[Point annotation records]
────────────────────

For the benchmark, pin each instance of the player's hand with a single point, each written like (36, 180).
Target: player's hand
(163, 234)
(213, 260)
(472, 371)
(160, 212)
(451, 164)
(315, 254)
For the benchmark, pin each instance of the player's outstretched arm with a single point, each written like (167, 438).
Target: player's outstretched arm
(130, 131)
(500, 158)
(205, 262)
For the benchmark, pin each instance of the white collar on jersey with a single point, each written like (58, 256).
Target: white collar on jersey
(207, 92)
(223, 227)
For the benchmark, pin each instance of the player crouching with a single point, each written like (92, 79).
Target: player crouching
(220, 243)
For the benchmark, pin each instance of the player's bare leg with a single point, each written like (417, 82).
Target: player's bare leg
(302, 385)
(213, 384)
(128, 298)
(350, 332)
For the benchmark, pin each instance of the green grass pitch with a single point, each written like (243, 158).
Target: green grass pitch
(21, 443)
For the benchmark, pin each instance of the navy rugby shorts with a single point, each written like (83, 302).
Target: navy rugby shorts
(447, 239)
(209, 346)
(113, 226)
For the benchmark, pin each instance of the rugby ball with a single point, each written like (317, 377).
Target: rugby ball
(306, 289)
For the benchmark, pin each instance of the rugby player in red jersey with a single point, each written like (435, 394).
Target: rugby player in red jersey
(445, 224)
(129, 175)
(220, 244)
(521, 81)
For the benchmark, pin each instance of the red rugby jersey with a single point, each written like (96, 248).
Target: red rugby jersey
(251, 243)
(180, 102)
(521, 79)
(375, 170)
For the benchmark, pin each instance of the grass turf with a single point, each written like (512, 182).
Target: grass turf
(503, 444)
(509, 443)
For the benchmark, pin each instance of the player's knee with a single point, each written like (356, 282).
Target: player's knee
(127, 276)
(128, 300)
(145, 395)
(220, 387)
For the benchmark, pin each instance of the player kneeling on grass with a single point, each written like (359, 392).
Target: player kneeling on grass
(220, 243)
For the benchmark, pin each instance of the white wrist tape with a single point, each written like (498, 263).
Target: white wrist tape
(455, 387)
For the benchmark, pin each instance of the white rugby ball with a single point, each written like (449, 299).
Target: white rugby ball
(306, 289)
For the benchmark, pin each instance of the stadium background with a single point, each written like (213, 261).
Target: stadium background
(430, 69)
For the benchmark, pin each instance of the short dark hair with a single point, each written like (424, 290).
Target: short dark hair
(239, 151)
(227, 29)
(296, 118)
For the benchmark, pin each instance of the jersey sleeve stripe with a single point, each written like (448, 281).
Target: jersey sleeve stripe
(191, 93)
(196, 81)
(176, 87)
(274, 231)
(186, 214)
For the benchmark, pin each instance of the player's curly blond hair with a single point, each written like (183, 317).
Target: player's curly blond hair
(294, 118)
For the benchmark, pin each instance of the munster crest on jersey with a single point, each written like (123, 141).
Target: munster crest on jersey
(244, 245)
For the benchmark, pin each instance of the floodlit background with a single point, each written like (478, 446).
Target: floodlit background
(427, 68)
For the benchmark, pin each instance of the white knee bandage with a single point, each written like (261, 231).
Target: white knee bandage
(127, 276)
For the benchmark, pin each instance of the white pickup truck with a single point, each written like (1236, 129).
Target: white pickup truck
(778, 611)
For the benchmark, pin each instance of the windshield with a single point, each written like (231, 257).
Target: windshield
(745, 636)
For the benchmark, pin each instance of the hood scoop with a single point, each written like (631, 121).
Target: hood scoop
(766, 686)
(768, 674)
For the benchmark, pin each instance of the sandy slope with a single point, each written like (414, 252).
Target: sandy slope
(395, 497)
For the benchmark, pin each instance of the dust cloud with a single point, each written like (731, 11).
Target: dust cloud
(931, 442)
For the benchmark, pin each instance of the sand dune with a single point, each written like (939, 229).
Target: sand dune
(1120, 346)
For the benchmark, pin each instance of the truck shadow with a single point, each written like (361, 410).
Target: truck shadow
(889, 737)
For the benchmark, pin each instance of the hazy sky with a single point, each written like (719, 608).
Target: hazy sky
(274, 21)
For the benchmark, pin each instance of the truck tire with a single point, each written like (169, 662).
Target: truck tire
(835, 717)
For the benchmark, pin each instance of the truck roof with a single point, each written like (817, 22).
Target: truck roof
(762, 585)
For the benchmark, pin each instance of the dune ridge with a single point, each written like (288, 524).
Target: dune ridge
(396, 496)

────────────────────

» THE TASK: Give back the lines of the listing from the one with "For the benchmark, pin each instance of the floodlit" through the end, both included, exactly as written and with nothing added.

» FULL OUTPUT:
For the benchmark, pin each instance of the floodlit background with a single point, each written like (478, 446).
Target: floodlit background
(427, 68)
For the benchmark, pin each instance of the white knee bandage with a single point, each written like (261, 231).
Target: white knee bandage
(127, 276)
For the benchmark, pin each instance of the white pickup truck with a single point, each written like (1236, 129).
Target: white pickup truck
(778, 611)
For the benchmark, pin each instance of the windshield with a single point, each written like (231, 257).
Target: windshield
(745, 636)
For the benchmark, pin each instance of the hood scoop with a single point, each written like (631, 121).
Target: hood scoop
(766, 686)
(768, 674)
For the benchmark, pin each instance of the sandy slope with a single point, each written like (414, 252).
Target: sandy slope
(395, 497)
For the benchmark, pin each instance of the dust cloud with a single point, each written like (731, 11).
Target: dust cloud
(931, 442)
For the benchmark, pin each instance of the sand dune with a single point, each written like (939, 229).
Target: sand dune
(1120, 346)
For the benchmark, pin each instance of the truck shadow with a single point, each written like (361, 410).
Target: truck shadow
(889, 737)
For the benchmark, pin each instance of the hazy sky with a single point, each written like (719, 608).
Target: hazy sky
(274, 21)
For the benchmark, pin each instance of the truck tire with a single point, each written like (169, 662).
Target: truck tire
(835, 717)
For the benchmark, pin each instance of the truck roof with a single point, each written like (817, 22).
Target: truck roof
(762, 585)
For the benchmark, pin each instance of the dune ridge with a single point, each written like (288, 524).
Target: dune ridge
(396, 496)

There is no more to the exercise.